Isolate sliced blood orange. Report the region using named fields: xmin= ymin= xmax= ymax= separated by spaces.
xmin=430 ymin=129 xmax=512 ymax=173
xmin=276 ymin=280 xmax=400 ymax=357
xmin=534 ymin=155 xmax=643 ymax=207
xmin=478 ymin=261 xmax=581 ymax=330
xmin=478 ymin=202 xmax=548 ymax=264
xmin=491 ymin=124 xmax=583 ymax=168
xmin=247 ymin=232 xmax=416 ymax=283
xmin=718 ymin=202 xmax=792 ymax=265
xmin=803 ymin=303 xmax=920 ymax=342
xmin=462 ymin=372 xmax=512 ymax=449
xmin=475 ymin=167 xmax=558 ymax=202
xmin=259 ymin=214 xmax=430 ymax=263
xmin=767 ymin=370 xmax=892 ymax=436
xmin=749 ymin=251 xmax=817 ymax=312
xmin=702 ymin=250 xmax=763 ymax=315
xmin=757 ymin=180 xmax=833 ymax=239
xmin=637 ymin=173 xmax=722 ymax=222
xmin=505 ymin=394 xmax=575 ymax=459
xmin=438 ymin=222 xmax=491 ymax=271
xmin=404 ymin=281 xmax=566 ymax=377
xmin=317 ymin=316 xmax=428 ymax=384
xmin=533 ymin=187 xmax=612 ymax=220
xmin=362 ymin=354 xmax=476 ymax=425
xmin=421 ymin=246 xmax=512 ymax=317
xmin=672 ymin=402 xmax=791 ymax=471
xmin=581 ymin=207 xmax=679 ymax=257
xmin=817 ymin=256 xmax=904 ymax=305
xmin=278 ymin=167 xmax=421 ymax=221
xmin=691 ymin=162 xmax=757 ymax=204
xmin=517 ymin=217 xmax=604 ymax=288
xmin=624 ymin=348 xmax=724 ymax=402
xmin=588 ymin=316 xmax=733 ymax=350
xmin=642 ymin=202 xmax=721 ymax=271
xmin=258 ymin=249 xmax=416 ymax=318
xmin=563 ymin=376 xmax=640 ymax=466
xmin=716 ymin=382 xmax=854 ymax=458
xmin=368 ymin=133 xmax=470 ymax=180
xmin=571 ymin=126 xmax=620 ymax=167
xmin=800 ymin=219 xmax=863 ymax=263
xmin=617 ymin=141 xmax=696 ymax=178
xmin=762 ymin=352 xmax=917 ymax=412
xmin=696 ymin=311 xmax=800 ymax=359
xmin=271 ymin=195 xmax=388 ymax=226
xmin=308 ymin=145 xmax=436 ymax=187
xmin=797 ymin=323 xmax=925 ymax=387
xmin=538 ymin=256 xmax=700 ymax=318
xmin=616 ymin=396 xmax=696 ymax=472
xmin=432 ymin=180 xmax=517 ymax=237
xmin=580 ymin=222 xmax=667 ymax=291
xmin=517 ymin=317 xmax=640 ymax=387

- [Requirement]
Pick out each line of the entries above that contains the word "using", and copy those lines in their original order.

- [Task solution]
Isolate sliced blood orange. Report the region using named fields: xmin= ymin= xmax= ymax= separated by spaces.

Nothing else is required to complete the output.